__ФРАГМЕНТ ДЛЯ ЧТЕНИЯ__:
════

Мелкие фермеры не могли конкурировать с ними, потому что землевладельцы имели право – иными словами, были обязаны – служить в римских легионах. Это отрывало их от хозяйства, иногда на несколько лет подряд. С другой стороны, рабам не было позволено служить в армии, потому что вооружать их считалось делом опасным. Как раз когда разворачивались эти события, на Сицилии уже несколько лет бушевало восстание, в котором участвовало около ста тысяч рабов. В общем случае свободная рабочая сила производительнее, чем труд раба, но в римской республике эта самая свободная рабочая сила часто отсутствовала, занятая в военных кампаниях, а рабы усердно трудились на латифундиях. Экономический эффект был сравним с тяжелым налогом на средний класс, который никак не затрагивал состоятельные слои.
Пытаясь восстановить справедливость с помощью перераспределения земли, Гракх, пожалуй, не понял реальную проблему, заключавшуюся в рабстве, соединенном с воинской повинностью, что было равносильно временному рабству. Но рабство и обязательная военная служба были столь важны для жизни Рима, что их нельзя было не то что отменить, а даже и обсуждать. Стоит отметить те неблагоприятные для собственности последствия, к которым привел в конечном итоге имущественный ценз. По словам современного историка, он побудил мелких землевладельцев, не желавших служить по десять и более лет в римских легионах, избавиться от земли и, «вычеркнув себя из реестра assidui, раствориться в трущобах Вечного города»[175]. (Assidui – «оседлое население», которое в соответствии с имущественным цензом имеет право на ношение оружия.)
Потребность в призывниках к тому же объясняет, почему земли, распределенные в ходе реформы Гракхов, не подлежали продаже. Не имея возможности избавиться от земли, новые землевладельцы стали бы вечным источником новых легионеров. В этом был не экономический смысл, а военный. Вполне возможно, однако, что реальной целью Гракха было не восстановление сословия свободных землепашцев, а пополнение римских легионов. Конечным результатом предложенных им мер было устойчивое увеличение призывных контингентов. «В нагрузку» к хозяйству новые землевладельцы получили тяжелую и опасную службу в армии.

════

__ПОСТАВЛЕННАЯ ЗАДАЧА 1__: Выпишите из приведённых ниже записей все строки, где встречается слово «with». Регистр букв учитывается.

════

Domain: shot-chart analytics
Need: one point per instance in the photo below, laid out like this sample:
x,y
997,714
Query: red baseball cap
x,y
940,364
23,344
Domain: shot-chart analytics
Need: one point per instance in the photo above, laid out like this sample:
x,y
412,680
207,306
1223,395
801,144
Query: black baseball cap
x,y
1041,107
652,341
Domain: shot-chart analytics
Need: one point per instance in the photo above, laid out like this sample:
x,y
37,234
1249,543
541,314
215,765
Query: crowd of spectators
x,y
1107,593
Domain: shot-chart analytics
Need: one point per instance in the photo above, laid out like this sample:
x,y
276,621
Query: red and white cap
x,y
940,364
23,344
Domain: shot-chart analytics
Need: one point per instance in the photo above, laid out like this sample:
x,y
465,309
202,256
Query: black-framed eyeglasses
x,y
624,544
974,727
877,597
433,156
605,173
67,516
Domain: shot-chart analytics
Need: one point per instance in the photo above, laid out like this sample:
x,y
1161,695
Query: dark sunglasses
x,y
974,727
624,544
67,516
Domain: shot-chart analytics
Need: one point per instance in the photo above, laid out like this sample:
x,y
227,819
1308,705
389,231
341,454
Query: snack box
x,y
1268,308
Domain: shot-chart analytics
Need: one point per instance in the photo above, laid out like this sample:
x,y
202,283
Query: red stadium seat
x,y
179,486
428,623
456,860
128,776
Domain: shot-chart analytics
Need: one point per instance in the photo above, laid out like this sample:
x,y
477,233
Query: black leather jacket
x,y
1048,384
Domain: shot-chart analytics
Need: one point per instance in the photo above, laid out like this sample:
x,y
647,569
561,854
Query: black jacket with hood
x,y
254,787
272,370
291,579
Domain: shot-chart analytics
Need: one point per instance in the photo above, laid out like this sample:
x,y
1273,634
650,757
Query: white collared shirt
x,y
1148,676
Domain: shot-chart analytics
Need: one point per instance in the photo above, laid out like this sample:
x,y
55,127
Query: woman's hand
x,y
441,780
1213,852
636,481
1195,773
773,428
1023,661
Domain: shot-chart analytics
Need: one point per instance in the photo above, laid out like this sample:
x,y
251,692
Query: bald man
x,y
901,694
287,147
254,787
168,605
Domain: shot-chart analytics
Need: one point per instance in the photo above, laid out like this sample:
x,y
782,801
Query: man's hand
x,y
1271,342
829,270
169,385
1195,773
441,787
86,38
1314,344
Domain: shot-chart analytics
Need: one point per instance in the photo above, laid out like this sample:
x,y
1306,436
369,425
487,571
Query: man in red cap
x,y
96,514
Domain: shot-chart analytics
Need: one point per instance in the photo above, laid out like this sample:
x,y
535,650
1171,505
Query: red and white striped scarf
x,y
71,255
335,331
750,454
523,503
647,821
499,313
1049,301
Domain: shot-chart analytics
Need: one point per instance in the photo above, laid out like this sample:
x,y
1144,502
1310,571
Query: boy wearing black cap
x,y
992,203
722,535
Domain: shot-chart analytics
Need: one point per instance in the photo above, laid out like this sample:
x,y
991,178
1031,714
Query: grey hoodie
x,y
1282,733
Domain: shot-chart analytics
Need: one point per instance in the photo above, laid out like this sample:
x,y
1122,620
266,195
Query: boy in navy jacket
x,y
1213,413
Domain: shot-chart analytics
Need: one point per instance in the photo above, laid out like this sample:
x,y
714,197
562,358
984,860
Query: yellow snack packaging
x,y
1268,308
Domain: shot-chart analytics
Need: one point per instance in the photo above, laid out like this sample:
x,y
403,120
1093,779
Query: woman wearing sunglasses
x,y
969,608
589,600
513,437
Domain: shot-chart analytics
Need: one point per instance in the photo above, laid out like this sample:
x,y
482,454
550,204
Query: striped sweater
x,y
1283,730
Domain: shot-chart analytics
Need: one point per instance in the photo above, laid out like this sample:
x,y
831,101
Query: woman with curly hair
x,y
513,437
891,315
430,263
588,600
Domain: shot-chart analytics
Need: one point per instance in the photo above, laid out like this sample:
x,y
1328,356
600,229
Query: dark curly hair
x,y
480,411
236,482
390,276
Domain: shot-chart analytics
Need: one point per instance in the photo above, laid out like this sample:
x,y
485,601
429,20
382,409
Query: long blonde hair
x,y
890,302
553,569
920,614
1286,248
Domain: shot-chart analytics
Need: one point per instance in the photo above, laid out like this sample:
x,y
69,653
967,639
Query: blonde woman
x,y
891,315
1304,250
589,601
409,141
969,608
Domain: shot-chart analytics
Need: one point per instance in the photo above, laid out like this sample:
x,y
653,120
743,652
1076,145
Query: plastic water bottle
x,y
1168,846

════

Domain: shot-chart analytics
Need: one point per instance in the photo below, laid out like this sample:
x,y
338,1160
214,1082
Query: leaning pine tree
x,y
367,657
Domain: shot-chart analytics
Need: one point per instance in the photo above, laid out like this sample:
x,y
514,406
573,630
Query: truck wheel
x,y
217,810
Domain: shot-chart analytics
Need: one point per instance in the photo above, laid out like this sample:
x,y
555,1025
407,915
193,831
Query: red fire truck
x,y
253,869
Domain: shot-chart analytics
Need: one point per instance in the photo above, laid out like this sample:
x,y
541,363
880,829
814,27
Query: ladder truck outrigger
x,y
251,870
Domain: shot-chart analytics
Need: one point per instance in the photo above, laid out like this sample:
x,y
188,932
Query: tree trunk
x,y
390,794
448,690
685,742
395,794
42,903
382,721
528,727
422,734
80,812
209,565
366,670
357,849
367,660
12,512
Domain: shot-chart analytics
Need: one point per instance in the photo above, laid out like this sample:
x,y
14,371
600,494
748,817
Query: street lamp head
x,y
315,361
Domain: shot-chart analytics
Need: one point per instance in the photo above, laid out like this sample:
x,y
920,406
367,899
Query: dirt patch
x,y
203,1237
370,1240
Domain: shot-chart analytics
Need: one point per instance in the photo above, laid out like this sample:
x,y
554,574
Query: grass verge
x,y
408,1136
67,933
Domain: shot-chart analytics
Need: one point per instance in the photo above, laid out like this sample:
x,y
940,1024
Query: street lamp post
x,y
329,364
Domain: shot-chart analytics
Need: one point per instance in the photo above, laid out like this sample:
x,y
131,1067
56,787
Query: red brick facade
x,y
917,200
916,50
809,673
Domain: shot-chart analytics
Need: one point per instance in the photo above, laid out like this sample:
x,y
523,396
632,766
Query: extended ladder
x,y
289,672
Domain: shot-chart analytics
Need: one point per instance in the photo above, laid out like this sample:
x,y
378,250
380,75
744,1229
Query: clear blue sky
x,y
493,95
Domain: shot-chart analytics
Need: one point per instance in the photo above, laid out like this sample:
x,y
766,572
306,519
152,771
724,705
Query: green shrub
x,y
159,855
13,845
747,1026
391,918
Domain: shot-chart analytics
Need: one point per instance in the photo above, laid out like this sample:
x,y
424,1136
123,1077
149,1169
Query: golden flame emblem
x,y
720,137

════

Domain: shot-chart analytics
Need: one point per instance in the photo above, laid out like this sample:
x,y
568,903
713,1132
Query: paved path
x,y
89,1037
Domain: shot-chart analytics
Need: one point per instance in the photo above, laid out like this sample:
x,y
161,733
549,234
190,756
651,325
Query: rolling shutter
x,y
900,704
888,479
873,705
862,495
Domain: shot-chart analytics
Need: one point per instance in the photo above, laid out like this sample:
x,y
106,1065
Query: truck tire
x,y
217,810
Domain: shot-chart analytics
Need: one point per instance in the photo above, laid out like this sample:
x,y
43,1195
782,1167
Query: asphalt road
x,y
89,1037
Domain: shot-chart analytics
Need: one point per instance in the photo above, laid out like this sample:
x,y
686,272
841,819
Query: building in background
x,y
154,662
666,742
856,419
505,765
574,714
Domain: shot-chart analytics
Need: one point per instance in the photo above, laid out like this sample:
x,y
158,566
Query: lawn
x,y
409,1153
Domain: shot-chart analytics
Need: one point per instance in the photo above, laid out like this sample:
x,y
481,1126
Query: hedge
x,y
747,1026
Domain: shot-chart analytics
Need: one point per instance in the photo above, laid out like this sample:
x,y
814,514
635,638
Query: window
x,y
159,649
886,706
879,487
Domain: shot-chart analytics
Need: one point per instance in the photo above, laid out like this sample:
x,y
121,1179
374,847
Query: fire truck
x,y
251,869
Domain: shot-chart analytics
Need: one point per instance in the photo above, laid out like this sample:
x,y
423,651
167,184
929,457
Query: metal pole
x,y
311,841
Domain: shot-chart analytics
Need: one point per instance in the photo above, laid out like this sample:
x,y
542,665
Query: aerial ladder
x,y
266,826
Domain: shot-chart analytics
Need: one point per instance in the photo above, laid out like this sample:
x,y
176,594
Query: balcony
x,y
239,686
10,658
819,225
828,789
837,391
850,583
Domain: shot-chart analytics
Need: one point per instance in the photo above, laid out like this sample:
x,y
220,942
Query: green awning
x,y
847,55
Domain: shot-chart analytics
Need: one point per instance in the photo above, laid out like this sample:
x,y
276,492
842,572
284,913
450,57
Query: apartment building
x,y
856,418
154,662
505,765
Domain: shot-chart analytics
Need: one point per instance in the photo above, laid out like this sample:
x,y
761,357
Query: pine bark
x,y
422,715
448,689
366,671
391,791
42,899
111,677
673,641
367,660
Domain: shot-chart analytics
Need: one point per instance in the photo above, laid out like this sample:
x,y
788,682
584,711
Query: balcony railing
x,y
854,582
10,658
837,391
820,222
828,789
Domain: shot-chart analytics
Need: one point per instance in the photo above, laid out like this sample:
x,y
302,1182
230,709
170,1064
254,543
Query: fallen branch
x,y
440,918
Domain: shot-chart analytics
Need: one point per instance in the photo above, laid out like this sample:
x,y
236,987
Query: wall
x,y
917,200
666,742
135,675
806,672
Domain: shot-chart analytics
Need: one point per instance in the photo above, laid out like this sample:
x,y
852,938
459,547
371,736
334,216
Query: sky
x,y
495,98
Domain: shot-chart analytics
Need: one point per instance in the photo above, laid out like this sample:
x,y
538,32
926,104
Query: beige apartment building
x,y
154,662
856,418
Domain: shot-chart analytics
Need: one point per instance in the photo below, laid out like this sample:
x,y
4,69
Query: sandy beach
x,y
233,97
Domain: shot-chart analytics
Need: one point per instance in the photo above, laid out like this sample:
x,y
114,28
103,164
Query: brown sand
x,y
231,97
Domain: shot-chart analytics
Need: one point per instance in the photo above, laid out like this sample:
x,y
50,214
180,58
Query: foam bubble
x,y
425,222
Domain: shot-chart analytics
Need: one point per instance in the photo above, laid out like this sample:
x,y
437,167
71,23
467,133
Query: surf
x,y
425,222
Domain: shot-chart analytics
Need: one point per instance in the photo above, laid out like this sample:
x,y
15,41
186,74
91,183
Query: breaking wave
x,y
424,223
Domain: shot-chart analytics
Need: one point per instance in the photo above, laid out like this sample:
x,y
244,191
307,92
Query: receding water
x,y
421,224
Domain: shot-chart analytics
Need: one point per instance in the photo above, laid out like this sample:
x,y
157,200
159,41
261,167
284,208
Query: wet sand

════

__ПОСТАВЛЕННАЯ ЗАДАЧА 2__: Сколько рабов, согласно фрагменту, участвовало в восстании на Сицилии?

__ВЕРНЫЙ ОТВЕТ 1__:
Query: black jacket with hood
Query: woman with curly hair

__ВЕРНЫЙ ОТВЕТ 2__: Около ста тысяч.